■ Work to complete
The forum thread below is about leveling a concrete shed base. Using that thread, explain in one to three sentences why the screed laid on it does not need to be as thick as a floating screed.
# START OF Page extract
Lay them at 90 degrees to the floor joists at say 300 to 400 centres.

Pack up level with plastic wedge packers.

Where the gap is under say 12mm fill with some cheap silicone.

Where bigger use something like mortar.

You will need a laser level to get it really flat.

Alternatively you could screed it, but thats quite a bit of work for a diyer, fixing battens is easier for diy.
 
If this is basically a shed-style construction designed to lay flat on the concrete, you're best off getting some exterior grade self levelling compound and use that to level off the slab.
 
Thanks @Notch7 @ivixor @foxhole - I appreciate your inputs (y)

Here are the options we've been given from tradespeople who came to see it:

(1) Slabbing:
Put concrete slabs onto the existing base using sharp sand (apparently dries hard like brick mortar).
This will add approx 80mm-100mm in height. (which is a lot)
He insists that screeding is the wrong approach because it will eventually crumble.

(2) Screeding:
Put 50mm screen onto the highest point and fill in the rest to match that point.
He uses fibre screed (apparently different to latex?) to give it strength. He applies a concrete-wetting pva-like product to control the drying speed of the screed.
He insists it will be strong enough and will last our lifetimes.
He demonstrated his laser level and how he can deliver a flat base with a few mm tolerance.


We would prefer the screeding as it's much cheaper and only adds 50mm height. But the first person says it won't work :confused:



For completeness we were also given a third option:

(3) Brick frame:
Build a brick wall around the existing base that goes up 100mm higher.
Use lasers to get the brick wall perfectly levelly.
Fill up to the 100mm with concrete, on top of the existing concrete and up to the height of the bricks.
So that's 2 100mm concrete bases on top of each other.
(we aren't interested in this idea)


Thanks again for all your help and insights, I really appreciate it! :notworthy:
 
We would prefer the screeding as it's much cheaper and only adds 50mm height. But the first person says it won't work

Screed will work, I didnt suggest it because of the height increase and the cost.

Its certainly the easiest way to form a flat surface over an uneven area.

The screed is bonded, so it doesnt need to be as thick as a floating screed.

Bonded screed is 25mm to 40mm range, or down to 15mm if its a screed with sbr added.

Im not sure about the edges, it might need just chamfering off with the trowel.

Itll be pretty strong, afterall render is oretty rock hard on walls and thats bonded.

Its hard too imagine how the base was wrong to start with, was it done with shuttering? -my guess is it was done with a carp level, it shouldve been done with a laser really or a string line and 1800mm long quality level.

Always check the accuracy of a level -you only have to swing it around 180 degrees and check the bubblr is in the same place, you dont need a level surface to check.
 
Thanks @Notch7 @foxhole

I'm glad to hear screed will do it. :D We will have heavy stuff in the shed - a pottery kiln, many pottery clays, work benches, etc.

The story of how it was done wrong was exhaustion + a lack of care from the concrete guy. He started on the left, not noticing he hadn't filled up to the shuttering and used a thin piece of wood 3m long which of course bowed in the middle and depending on where he ended his 'sawing' motion we ended up with a dip or a rise. If I'd known then what I know now, I could have acted as quality-control... The guy was clearly amateur and everyone now tells me that a base 5.5m by 2.5m was a task for 3 people, and that one person had no chance of getting it right. (you cant have an eye for quality when exhausting yourself by manually mixing concrete on your own)
# END OF Page extract
# START OF Recorded data
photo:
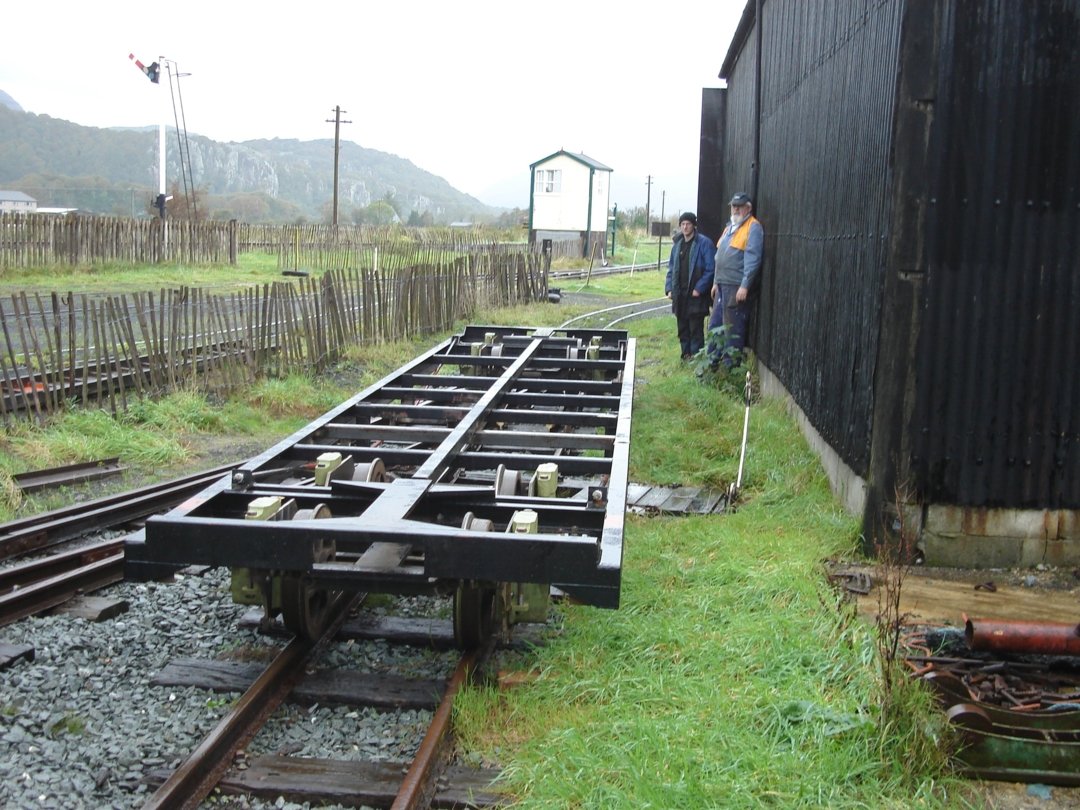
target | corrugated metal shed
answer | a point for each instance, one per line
(917, 171)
# END OF Recorded data
■ Task response
The screed is bonded to the existing base, so it does not need the thickness of a floating screed. Bonded screed falls in the 25mm to 40mm range, or can go down to 15mm if SBR is added.